Enunciado 1
Extrae de los registros, sin cambiar nada, todo lo que va desde la línea que contiene "the garage door, put" hasta el final de los registros, ambos extremos incluidos.
#### Texto para leer ####
Con esto dio una lección viviente a todos los circundantes: a Dios no le agrada
la muerte, Dios no es Dios de muertos, no quiere el sacrificio de ninguno de
sus hijos.
La segunda montaña, es el Tabor. Y debería ser
escalada por un hombre joven, en plenitud de sus facultades y con planes
encantadores. En medio de una planicie maravillosa, se destaca el Tabor, que
aún hoy inspira con su silencio, su belleza, el canto de sus pajarillos y el
colorido de sus flores. Hacia allá fue Jesús con algunos de sus seguidores. No
iba de camping ni de excursión. Iba a la oración, a la alabanza, a hablar a
Dios de los hombres que él se había encontrado en el camino. No era un momento
fácil para él. Había hablado a los hombres sencillos y abiertos de Galilea,
pero ahora había cambiado su auditorio, en Judea y concretamente en Jerusalén.
Ahí había encontrado una franca oposición. No le entendían y no querían
entenderle.
#### Datos del ejercicio ####
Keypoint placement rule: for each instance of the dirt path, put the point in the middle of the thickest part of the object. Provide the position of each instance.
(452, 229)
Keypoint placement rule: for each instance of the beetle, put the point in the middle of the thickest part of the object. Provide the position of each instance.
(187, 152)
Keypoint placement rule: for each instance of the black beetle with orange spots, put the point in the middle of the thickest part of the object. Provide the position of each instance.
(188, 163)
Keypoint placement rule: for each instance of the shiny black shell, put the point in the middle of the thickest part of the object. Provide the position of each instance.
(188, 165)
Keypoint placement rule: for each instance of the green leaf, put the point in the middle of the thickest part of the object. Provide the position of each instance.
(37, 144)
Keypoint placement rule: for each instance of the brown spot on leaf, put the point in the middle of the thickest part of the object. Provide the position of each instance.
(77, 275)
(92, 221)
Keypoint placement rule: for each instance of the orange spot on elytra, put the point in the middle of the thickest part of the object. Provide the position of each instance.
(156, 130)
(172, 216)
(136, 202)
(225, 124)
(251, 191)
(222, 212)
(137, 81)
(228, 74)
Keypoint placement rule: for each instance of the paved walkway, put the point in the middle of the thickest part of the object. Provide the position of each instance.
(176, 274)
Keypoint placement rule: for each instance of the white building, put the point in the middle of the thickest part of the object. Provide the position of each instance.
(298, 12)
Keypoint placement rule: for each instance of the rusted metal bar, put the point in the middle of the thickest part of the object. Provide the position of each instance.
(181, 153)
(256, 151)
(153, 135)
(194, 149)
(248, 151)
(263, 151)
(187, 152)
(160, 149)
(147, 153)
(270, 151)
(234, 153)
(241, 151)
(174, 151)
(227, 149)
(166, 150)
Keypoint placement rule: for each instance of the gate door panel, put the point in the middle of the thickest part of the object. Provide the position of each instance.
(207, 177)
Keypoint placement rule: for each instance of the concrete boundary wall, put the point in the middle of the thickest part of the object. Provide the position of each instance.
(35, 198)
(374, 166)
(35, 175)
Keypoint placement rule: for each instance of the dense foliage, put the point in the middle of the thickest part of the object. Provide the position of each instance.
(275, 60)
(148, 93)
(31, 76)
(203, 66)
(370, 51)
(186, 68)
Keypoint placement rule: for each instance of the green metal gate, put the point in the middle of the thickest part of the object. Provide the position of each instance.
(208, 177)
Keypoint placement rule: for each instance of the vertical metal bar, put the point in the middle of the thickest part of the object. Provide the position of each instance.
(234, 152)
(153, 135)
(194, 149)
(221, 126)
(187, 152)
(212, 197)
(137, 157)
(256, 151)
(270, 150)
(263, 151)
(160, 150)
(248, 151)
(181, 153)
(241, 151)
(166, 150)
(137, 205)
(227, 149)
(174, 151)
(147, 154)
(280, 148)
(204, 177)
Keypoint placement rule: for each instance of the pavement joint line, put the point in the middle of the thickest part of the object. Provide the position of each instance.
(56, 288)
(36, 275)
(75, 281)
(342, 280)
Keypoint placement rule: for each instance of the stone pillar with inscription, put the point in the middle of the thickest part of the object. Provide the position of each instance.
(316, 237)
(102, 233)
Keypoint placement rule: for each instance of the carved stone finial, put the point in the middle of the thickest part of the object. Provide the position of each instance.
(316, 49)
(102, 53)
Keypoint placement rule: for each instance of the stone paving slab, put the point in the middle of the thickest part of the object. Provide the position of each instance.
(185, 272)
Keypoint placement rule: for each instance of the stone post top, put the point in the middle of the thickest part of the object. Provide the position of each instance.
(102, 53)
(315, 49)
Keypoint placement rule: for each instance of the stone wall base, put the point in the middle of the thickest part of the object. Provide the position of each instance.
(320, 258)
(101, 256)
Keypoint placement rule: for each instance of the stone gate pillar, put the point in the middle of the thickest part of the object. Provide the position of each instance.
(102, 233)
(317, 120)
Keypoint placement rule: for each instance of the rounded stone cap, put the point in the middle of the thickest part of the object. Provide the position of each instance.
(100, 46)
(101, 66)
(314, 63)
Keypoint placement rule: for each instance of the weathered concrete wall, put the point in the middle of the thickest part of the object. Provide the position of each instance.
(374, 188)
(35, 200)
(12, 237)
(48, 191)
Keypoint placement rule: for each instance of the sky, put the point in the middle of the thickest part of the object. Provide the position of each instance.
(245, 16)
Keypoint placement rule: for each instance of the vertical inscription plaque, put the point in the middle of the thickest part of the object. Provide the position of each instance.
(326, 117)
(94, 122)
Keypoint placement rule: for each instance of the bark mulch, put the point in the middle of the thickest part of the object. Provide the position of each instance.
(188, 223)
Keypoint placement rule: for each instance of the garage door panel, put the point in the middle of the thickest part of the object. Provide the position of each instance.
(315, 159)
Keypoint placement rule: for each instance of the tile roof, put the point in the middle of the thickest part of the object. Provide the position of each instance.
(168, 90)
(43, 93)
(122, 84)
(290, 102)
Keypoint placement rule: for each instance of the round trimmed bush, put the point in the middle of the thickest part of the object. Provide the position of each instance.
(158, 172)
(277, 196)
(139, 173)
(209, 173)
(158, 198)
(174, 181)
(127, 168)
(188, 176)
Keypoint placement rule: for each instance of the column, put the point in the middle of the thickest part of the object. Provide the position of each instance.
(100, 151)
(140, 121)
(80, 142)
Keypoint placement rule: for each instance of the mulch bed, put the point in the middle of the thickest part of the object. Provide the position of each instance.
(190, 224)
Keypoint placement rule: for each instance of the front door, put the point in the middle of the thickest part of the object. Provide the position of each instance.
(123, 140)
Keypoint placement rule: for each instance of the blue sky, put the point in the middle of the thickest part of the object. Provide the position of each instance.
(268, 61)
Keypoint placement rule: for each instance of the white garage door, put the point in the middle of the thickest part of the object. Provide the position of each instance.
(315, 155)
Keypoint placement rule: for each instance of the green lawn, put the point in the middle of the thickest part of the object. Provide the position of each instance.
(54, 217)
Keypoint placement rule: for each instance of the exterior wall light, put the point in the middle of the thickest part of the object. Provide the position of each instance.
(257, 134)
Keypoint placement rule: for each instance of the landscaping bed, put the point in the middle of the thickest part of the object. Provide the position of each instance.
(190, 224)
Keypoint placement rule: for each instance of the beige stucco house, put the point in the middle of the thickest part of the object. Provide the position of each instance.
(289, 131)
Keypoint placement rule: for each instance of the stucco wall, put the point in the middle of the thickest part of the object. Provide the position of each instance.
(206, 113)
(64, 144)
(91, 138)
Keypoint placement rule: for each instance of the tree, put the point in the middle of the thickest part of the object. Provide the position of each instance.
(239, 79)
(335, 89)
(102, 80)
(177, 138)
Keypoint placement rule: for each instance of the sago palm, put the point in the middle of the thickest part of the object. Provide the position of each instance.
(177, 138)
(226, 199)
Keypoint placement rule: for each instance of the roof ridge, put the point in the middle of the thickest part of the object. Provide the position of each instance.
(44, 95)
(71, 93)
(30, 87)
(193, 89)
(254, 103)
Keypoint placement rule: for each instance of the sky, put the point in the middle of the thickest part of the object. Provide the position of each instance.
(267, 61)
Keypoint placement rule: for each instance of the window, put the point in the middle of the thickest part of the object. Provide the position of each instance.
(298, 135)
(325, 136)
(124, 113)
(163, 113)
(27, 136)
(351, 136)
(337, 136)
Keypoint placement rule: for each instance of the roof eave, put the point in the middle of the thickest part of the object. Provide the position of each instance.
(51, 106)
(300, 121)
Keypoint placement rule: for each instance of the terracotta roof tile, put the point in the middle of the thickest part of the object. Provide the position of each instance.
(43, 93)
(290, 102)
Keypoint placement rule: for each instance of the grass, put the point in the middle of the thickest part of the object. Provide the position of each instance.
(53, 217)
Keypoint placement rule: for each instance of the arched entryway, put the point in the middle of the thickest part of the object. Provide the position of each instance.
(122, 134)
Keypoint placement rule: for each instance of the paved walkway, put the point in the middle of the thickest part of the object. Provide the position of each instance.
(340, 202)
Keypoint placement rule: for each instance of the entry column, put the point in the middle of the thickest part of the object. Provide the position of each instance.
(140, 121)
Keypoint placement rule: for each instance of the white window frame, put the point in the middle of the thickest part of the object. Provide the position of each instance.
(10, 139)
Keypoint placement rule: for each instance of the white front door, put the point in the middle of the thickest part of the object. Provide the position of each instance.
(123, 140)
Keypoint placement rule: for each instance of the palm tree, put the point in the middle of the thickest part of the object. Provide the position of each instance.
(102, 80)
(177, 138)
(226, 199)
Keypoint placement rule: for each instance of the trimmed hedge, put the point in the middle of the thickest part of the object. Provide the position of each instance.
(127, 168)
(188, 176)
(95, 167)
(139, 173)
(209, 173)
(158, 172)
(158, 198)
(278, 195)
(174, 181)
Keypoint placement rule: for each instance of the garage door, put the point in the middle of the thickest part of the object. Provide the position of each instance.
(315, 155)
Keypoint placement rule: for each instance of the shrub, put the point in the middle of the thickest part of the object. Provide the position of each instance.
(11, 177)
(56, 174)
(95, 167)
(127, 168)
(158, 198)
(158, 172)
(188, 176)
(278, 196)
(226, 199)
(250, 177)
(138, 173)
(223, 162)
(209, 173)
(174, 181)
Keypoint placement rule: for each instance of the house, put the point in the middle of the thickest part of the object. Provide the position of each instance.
####
Enunciado 2
¿Con qué inspira aún hoy el Tabor, según el texto? Enumera todo lo que menciona.

Solución 1
Keypoint placement rule: for each instance of the garage door, put the point in the middle of the thickest part of the object. Provide the position of each instance.
(315, 155)
Keypoint placement rule: for each instance of the shrub, put the point in the middle of the thickest part of the object. Provide the position of each instance.
(11, 177)
(56, 174)
(95, 167)
(127, 168)
(158, 198)
(158, 172)
(188, 176)
(278, 196)
(226, 199)
(250, 177)
(138, 173)
(223, 162)
(209, 173)
(174, 181)
Keypoint placement rule: for each instance of the house, put the point in the middle of the thickest part of the object. Provide the position of each instance.

Solución 2
- su silencio
- su belleza
- el canto de sus pajarillos
- el colorido de sus flores